Given task: Write out the part of the commit diff running from "-In this chapter" through "in this thesis.", copying it exactly.

Source passage:
A bunch more writing. Write write write.

1 files changed, 43 insertions, 38 deletions

diff --git a/tex/thesis/litreview/litreview.tex b/tex/thesis/litreview/litreview.tex
index 1e0ef90..109864e 100644
--- a/tex/thesis/litreview/litreview.tex
+++ b/tex/thesis/litreview/litreview.tex
@@ -10,19 +10,19 @@
 
 \chapter{Preliminaries} \label{chap:litreview}
 
-In this chapter we will review the relevant portion of literature
-pertaining to static analysis. We will briefly cover the semantics of
-programs generally before looking more closely at the framework of
-abstract interpretation for program analysis. The chapter will
-conclude with an explanation of one particular method of abstract
-interpretation over zones.
+In this chapter we review the relevant literature pertaining to static
+analysis. We briefly cover the semantics of programs generally before
+looking more closely at the framework of abstract interpretation for
+program analysis. The chapter concludes with an explanation of the
+particular method of abstract interpretation over intervals and zones
+which is implemented in this thesis.

Records from a point labeling set:
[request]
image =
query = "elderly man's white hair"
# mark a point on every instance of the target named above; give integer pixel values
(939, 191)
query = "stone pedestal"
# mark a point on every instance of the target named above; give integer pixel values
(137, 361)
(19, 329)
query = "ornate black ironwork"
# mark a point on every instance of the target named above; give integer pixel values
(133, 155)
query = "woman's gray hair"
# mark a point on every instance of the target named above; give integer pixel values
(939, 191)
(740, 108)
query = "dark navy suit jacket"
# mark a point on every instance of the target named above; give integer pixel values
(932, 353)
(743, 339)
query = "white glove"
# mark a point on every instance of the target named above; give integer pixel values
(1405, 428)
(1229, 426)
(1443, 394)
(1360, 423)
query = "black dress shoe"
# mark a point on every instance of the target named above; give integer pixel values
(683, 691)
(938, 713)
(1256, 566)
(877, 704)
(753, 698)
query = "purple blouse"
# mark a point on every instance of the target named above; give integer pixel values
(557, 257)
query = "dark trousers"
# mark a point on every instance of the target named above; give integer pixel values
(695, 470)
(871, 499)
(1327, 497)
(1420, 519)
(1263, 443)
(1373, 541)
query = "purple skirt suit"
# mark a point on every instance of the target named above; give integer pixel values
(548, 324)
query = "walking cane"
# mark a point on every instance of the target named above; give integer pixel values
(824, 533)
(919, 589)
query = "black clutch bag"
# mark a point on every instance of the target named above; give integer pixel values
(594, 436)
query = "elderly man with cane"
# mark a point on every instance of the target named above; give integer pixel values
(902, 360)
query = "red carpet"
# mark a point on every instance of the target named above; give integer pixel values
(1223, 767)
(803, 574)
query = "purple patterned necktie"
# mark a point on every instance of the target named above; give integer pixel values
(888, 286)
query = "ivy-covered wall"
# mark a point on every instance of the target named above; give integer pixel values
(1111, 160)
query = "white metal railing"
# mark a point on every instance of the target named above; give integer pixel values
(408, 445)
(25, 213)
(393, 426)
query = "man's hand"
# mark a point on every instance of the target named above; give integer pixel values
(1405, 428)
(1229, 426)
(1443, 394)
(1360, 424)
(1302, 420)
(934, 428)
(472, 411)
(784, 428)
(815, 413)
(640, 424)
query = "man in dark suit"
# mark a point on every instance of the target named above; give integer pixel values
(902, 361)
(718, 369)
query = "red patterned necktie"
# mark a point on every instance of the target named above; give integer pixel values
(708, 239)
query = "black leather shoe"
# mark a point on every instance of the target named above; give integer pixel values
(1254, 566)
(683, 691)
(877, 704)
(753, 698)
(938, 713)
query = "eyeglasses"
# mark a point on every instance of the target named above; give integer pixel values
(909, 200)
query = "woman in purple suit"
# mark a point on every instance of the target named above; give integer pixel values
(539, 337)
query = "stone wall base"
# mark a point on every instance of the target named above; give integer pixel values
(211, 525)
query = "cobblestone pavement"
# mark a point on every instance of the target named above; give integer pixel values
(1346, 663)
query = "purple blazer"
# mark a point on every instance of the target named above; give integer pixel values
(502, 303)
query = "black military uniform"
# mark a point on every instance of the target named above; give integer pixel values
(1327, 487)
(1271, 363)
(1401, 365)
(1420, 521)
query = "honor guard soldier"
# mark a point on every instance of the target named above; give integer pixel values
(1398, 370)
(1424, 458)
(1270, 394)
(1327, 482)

Output below:
-In this chapter we will review the relevant portion of literature
-pertaining to static analysis. We will briefly cover the semantics of
-programs generally before looking more closely at the framework of
-abstract interpretation for program analysis. The chapter will
-conclude with an explanation of one particular method of abstract
-interpretation over zones.
+In this chapter we review the relevant literature pertaining to static
+analysis. We briefly cover the semantics of programs generally before
+looking more closely at the framework of abstract interpretation for
+program analysis. The chapter concludes with an explanation of the
+particular method of abstract interpretation over intervals and zones
+which is implemented in this thesis.